··· Text block ···

Principles of Data-Centric Design
Data-centric design recognizes that the essential invariant is the information exchange between systems or components. It describes the exchange in terms of a "data model" and data producers and consumers of the data; and it relies on four basic principles:
- Expose the data and metadata. Data-centric design exposes the data and metadata as first-class citizens, and uses them as the primary means of interconnecting heterogeneous systems. "Data" is the primary means of describing the "world as it is," independent of any component-specific behavior. Metadata refers to information about the data's layout and structure. A data-centric interface is defined by the metadata, which must contain all of the information required to encode and decode the data in a given format.
- Hide the behavior. Data-centric design hides any behavior and direct references to operations or code of the component interfaces. A component interface cannot embed any component-specific state or behavior. Components implement behaviors that can change the data or respond to changes in data (the "world model").

··· Dataset records ···

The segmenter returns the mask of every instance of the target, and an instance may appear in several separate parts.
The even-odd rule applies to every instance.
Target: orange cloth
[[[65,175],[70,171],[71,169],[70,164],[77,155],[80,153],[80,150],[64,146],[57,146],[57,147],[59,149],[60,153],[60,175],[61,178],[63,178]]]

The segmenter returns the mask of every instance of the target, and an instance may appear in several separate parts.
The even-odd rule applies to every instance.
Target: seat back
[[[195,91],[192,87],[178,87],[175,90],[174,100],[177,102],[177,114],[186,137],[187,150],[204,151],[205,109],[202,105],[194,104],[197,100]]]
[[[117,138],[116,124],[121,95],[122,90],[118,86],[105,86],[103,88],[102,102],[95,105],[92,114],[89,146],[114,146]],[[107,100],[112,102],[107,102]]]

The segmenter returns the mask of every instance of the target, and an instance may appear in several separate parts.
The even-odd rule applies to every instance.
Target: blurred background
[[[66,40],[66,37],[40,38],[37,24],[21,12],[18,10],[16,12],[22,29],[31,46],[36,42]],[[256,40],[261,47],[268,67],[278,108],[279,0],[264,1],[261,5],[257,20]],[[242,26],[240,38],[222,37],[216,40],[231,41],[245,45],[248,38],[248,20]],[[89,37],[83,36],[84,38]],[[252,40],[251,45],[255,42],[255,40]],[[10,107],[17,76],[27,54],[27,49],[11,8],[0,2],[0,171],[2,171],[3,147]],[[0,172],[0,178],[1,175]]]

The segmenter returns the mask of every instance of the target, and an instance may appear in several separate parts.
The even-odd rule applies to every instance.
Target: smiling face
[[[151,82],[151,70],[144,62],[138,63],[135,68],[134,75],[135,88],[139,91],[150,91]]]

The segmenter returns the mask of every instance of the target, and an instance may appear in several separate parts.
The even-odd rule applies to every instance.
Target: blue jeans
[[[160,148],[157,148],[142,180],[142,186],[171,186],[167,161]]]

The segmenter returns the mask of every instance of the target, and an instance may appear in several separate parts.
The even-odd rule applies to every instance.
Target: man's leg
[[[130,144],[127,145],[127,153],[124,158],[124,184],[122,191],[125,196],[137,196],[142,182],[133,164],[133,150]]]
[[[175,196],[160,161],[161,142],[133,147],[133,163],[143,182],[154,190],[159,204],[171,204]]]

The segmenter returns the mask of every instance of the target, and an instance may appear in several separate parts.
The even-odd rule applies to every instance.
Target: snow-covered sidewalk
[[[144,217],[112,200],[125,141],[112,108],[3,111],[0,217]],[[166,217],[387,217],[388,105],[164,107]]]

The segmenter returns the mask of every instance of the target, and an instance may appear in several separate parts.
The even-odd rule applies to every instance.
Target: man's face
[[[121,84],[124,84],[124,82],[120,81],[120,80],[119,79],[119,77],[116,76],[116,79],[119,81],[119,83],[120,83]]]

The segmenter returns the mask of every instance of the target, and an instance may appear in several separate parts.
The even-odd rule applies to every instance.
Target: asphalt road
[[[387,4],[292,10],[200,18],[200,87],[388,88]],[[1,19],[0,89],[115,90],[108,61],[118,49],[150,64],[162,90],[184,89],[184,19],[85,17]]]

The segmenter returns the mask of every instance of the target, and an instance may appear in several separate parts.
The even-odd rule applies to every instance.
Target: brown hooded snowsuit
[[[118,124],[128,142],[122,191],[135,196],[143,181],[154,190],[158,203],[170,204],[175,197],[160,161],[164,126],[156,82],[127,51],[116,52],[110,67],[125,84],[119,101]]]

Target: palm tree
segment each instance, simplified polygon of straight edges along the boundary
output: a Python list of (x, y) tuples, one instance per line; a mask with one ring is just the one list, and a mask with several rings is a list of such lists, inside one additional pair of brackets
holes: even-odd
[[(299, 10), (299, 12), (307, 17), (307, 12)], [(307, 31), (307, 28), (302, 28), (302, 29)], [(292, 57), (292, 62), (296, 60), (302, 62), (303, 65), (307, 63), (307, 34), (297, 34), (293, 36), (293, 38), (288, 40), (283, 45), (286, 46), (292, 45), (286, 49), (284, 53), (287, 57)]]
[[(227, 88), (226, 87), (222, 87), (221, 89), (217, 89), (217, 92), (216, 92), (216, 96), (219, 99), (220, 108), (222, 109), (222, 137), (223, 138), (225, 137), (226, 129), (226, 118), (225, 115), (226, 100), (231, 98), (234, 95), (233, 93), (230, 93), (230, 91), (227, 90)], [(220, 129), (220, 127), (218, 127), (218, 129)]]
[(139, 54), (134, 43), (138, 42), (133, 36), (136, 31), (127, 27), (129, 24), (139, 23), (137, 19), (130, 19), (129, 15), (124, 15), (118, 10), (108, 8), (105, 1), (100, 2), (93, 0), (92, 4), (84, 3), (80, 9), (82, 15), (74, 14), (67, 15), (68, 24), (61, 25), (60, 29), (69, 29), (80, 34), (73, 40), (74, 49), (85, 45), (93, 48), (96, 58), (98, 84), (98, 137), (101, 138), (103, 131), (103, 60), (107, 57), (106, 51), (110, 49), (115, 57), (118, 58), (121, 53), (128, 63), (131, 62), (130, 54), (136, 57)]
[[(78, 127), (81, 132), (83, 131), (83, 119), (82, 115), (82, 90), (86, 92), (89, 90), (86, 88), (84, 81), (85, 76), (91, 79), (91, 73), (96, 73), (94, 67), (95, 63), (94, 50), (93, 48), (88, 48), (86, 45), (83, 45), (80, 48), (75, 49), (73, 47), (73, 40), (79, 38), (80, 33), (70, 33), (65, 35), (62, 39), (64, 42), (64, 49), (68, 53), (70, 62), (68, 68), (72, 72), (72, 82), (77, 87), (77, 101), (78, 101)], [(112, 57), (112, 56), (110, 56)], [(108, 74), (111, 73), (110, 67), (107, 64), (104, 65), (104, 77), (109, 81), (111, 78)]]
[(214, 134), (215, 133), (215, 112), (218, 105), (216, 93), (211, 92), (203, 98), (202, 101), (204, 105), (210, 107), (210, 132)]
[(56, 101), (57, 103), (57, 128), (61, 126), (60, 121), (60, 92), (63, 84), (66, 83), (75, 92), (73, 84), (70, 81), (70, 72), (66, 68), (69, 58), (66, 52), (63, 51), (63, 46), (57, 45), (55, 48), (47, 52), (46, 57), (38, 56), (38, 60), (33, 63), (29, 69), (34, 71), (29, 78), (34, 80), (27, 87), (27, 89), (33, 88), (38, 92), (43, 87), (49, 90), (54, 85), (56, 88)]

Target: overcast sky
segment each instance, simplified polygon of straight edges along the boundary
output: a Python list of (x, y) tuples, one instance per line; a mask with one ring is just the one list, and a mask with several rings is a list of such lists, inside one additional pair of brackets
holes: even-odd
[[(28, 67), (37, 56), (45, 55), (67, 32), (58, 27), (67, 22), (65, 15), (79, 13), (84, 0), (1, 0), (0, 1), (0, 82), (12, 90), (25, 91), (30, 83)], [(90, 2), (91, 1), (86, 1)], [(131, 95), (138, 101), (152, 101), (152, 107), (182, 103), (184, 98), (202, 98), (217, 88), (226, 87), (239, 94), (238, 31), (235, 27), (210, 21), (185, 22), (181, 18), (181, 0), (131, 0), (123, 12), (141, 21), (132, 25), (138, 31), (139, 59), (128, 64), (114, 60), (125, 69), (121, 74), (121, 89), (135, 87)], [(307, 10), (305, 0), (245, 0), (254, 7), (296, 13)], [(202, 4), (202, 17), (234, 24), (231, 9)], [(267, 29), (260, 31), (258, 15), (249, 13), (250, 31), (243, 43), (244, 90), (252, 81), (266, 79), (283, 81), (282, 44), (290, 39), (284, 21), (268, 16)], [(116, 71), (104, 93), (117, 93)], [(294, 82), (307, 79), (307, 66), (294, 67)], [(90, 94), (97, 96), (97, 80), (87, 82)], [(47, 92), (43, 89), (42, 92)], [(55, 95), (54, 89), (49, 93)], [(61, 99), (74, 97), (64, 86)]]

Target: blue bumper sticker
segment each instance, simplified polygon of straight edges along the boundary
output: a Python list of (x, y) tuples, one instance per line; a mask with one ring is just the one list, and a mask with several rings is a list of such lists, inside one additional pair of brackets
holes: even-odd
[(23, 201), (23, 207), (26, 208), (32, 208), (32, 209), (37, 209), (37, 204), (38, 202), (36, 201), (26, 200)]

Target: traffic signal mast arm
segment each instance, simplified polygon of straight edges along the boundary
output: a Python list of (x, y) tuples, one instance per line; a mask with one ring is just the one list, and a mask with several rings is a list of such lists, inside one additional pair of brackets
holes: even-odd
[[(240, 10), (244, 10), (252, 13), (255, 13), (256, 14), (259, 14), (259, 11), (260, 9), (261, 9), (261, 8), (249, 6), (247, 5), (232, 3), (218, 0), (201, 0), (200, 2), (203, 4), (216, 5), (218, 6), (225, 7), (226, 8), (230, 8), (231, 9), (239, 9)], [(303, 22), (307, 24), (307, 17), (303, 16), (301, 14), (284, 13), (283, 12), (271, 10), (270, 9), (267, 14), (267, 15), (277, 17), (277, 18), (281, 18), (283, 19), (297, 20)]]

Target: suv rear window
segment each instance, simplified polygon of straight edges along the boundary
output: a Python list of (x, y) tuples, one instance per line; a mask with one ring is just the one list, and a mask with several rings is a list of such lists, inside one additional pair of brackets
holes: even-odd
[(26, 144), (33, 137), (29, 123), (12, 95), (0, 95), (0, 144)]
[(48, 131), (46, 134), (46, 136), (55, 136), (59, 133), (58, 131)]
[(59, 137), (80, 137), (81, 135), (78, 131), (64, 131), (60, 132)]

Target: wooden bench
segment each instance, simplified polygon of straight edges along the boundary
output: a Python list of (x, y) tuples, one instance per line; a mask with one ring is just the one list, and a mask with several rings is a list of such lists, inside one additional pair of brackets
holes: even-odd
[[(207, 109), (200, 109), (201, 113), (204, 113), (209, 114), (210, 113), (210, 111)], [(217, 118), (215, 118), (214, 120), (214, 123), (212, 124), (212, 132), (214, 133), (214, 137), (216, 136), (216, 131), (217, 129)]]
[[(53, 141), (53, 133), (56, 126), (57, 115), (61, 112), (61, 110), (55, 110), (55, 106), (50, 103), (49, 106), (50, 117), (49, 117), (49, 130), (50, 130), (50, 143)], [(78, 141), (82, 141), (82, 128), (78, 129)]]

···

● Task description: Carry on the text on data-centric design principles from the point where it ends. These rows have no connection to the text on data-centric design principles.

● Answer to the exercise:
- Delegate data-handling to a data bus. Separation of data handling and application logic is necessary for loosely coupled systems. The component application logic should focus on manipulating the interface data, not on its management and distribution. The responsibility of data handling is delegated to a data bus; and it is the authoritative source of the world model shared amongst the components.
- Explicitly define data-handling contracts. Data handling contracts should be explicitly specified by the application at design time, and enforced by the data bus at runtime. The delivery contracts specify the QoS attributes on the data produced and consumed by a component, including timing, reliability, durability, etc. The data bus examines these "contracts," and if compatible, establishes data flows. The data bus then enforces QoS contracts, thereby providing the application code clear, known expectations.
Traditional Messaging Designs
By way of contrast, traditional messaging designs focus on functional or operational interfaces, and overlook impedance issues. Because the interface QoS and timing are not modeled, all the interface state and communications issues are implicitly assumed. Figure 1 illustrates the result: a brittle, tightly coupled design. Adding new components or interactions violates the assumptions, forcing system designers to rework the interfaces. The architecture becomes very hard to maintain and evolve with time, because n2 data paths must be explicitly managed.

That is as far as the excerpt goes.